*EXERCISE DETAILS*
In full and without alteration, print the entries that follow.

━━━ DATASET ENTRIES ━━━

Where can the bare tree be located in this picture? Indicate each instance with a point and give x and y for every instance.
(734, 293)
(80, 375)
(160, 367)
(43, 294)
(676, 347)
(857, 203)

━━━

*ANSWER TO THIS EXERCISE*
Where can the bare tree be located in this picture? Indicate each instance with a point and give x and y for every instance.
(734, 293)
(80, 375)
(160, 367)
(43, 294)
(676, 347)
(857, 203)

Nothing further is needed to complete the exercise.